# Extracted material
# # #
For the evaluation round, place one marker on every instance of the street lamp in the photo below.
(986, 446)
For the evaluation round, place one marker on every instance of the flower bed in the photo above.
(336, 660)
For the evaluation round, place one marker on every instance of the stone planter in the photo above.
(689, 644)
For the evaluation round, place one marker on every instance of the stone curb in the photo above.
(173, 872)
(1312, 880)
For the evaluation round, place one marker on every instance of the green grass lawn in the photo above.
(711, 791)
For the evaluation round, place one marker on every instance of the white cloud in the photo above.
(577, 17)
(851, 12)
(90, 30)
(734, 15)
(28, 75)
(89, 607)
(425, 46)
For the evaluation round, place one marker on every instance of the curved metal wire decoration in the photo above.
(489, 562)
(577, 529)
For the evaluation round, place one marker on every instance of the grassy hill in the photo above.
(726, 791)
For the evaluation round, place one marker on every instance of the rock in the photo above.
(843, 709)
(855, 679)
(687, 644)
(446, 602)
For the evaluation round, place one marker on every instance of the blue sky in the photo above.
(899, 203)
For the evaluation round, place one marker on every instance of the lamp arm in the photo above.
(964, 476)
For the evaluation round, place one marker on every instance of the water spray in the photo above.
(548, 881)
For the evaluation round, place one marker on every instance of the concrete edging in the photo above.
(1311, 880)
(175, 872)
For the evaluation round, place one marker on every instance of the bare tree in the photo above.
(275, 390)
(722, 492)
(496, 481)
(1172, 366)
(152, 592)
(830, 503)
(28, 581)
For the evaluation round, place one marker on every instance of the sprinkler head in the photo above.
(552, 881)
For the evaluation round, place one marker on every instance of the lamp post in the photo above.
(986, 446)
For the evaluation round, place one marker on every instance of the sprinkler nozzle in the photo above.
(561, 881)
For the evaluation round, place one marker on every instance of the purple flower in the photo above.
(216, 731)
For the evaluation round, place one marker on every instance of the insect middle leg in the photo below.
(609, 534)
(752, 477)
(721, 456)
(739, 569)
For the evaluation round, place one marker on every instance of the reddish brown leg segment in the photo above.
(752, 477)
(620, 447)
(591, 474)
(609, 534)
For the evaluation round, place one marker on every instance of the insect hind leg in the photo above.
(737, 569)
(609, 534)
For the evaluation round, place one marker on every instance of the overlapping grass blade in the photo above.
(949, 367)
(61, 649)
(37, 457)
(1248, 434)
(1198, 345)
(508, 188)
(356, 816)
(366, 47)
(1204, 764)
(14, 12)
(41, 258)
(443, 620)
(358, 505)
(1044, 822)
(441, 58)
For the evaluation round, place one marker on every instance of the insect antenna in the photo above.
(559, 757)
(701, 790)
# # #
# What you need to do
Rewrite the rows above as a numbered list, from the line that contains "leg in the photo below." through the end of the rows, both ends included, and omit any blank lines.

# Solution to this exercise
1. For the evaluation round, place one marker on every instance of the insect middle leg in the photo below.
2. (609, 534)
3. (752, 477)
4. (721, 456)
5. (739, 569)
6. For the evaluation round, place one marker on every instance of the reddish brown leg segment in the photo above.
7. (752, 477)
8. (620, 447)
9. (591, 474)
10. (609, 534)
11. For the evaluation round, place one marker on every instance of the insect hind leg in the photo above.
12. (737, 569)
13. (609, 534)
14. For the evaluation round, place one marker on every instance of the overlapping grass blade in the photo above.
15. (949, 367)
16. (61, 649)
17. (37, 457)
18. (1248, 434)
19. (1198, 345)
20. (508, 188)
21. (356, 816)
22. (366, 47)
23. (1204, 764)
24. (14, 12)
25. (41, 258)
26. (443, 620)
27. (358, 505)
28. (1044, 822)
29. (441, 58)
30. For the evaluation round, place one marker on every instance of the insect antenna in the photo above.
31. (559, 757)
32. (701, 790)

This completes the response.